START SOURCE RECORDS
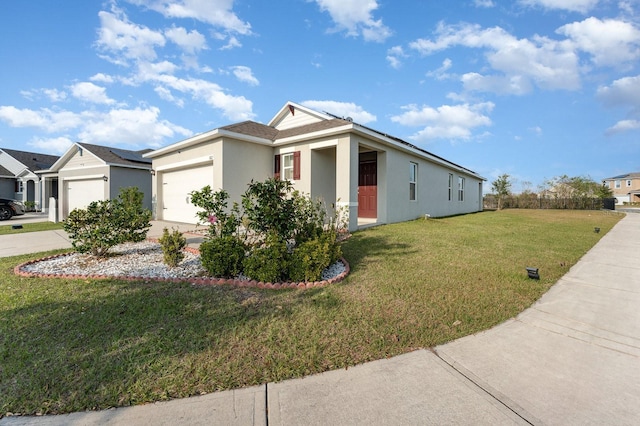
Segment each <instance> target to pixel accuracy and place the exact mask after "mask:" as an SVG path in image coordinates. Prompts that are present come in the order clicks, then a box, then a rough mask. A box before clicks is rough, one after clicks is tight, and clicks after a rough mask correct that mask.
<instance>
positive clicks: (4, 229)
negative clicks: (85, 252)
mask: <svg viewBox="0 0 640 426" xmlns="http://www.w3.org/2000/svg"><path fill="white" fill-rule="evenodd" d="M17 224H20V225H22V228H21V229H13V228H12V225H17ZM63 226H64V225H63V223H62V222H58V223H53V222H34V223H20V221H18V220H15V221H13V223H4V222H0V235H7V234H21V233H23V232H36V231H50V230H54V229H62V228H63Z"/></svg>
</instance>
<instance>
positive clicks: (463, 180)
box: [458, 176, 464, 202]
mask: <svg viewBox="0 0 640 426" xmlns="http://www.w3.org/2000/svg"><path fill="white" fill-rule="evenodd" d="M458 201H461V202H462V201H464V178H463V177H461V176H458Z"/></svg>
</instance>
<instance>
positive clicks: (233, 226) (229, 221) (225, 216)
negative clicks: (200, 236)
mask: <svg viewBox="0 0 640 426" xmlns="http://www.w3.org/2000/svg"><path fill="white" fill-rule="evenodd" d="M189 196H190V197H191V202H192V203H193V205H194V206H196V207H200V208H201V209H202V210H200V211H198V212H197V213H196V215H197V216H198V221H199V223H201V224H204V223H209V225H210V226H209V235H210V236H211V237H213V238H215V237H228V236H232V235H236V236H237V235H238V233H239V232H240V224H241V223H242V216H241V214H240V207H239V205H238V203H233V207H232V208H231V209H229V208H228V206H229V193H228V192H227V191H225V190H224V189H221V190H219V191H216V192H213V191H212V189H211V187H210V186H209V185H207V186H205V187H204V188H202V189H201V190H200V191H192V192H191V193H189Z"/></svg>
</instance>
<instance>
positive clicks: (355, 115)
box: [300, 100, 377, 124]
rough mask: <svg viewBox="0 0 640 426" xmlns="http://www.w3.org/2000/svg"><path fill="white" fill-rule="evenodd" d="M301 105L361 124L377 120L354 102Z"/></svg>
mask: <svg viewBox="0 0 640 426" xmlns="http://www.w3.org/2000/svg"><path fill="white" fill-rule="evenodd" d="M300 103H301V104H302V105H304V106H306V107H308V108H311V109H313V110H316V111H325V112H328V113H330V114H333V115H337V116H338V117H343V118H347V117H351V118H352V119H353V121H355V122H356V123H360V124H367V123H371V122H374V121H376V120H377V118H376V116H375V115H373V114H371V113H370V112H367V111H365V110H363V109H362V107H361V106H359V105H356V104H354V103H353V102H338V101H318V100H306V101H303V102H300Z"/></svg>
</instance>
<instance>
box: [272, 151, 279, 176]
mask: <svg viewBox="0 0 640 426" xmlns="http://www.w3.org/2000/svg"><path fill="white" fill-rule="evenodd" d="M273 177H274V178H276V179H280V154H276V156H275V157H274V161H273Z"/></svg>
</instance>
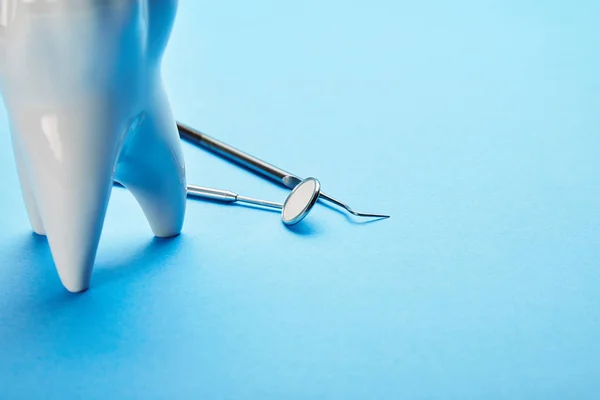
END SOURCE RECORDS
**INSTRUCTIONS FOR THE TASK**
Write out all of the data above again, with every "positive clicks" replaced by "foreground clicks" and nothing else changed. Leave out the pictures.

**ANSWER TO THIS EXERCISE**
Segment each <instance> target to pixel accuracy and place the exact mask after "mask:" as an SVG path in image coordinates. Prompts that are present come in the order clicks, then a box, then a rough mask. A box before clicks is rough, one after clicks is tight, and clicks after a rough mask correct that mask.
<instance>
foreground clicks: (4, 229)
negative clicks: (85, 252)
mask: <svg viewBox="0 0 640 426" xmlns="http://www.w3.org/2000/svg"><path fill="white" fill-rule="evenodd" d="M17 224H20V225H22V228H21V229H13V228H12V225H17ZM63 226H64V225H63V223H62V222H58V223H53V222H34V223H20V221H18V220H15V221H13V223H4V222H0V235H7V234H21V233H23V232H36V231H50V230H54V229H62V228H63Z"/></svg>
</instance>
<instance>
foreground clicks: (463, 180)
box: [458, 176, 464, 202]
mask: <svg viewBox="0 0 640 426" xmlns="http://www.w3.org/2000/svg"><path fill="white" fill-rule="evenodd" d="M458 201H461V202H462V201H464V178H463V177H461V176H458Z"/></svg>
</instance>
<instance>
foreground clicks: (233, 226) (229, 221) (225, 216)
negative clicks: (200, 236)
mask: <svg viewBox="0 0 640 426" xmlns="http://www.w3.org/2000/svg"><path fill="white" fill-rule="evenodd" d="M189 196H190V197H191V202H192V203H193V205H194V206H196V207H200V208H201V209H202V210H200V211H198V212H197V213H196V215H197V216H198V221H199V223H201V224H204V223H209V225H210V226H209V235H210V236H211V237H213V238H215V237H228V236H232V235H236V236H237V235H238V233H239V232H240V224H241V223H242V216H241V214H240V207H239V205H238V203H233V207H232V208H231V209H229V208H228V206H229V193H228V192H227V191H225V190H224V189H221V190H219V191H216V192H213V191H212V189H211V187H210V186H209V185H207V186H205V187H204V188H202V189H201V190H200V191H192V192H191V193H189Z"/></svg>
</instance>
<instance>
foreground clicks: (355, 115)
box: [300, 100, 377, 124]
rough mask: <svg viewBox="0 0 640 426" xmlns="http://www.w3.org/2000/svg"><path fill="white" fill-rule="evenodd" d="M301 105L361 124L377 120L354 102Z"/></svg>
mask: <svg viewBox="0 0 640 426" xmlns="http://www.w3.org/2000/svg"><path fill="white" fill-rule="evenodd" d="M300 103H301V104H302V105H304V106H306V107H308V108H311V109H313V110H316V111H325V112H328V113H330V114H333V115H337V116H338V117H343V118H347V117H351V118H352V119H353V121H355V122H356V123H360V124H367V123H371V122H374V121H376V120H377V118H376V116H375V115H373V114H371V113H370V112H367V111H365V110H363V109H362V107H361V106H359V105H356V104H354V103H353V102H338V101H318V100H306V101H303V102H300Z"/></svg>
</instance>
<instance>
box: [272, 151, 279, 176]
mask: <svg viewBox="0 0 640 426" xmlns="http://www.w3.org/2000/svg"><path fill="white" fill-rule="evenodd" d="M273 177H274V178H276V179H280V154H276V156H275V157H274V161H273Z"/></svg>
</instance>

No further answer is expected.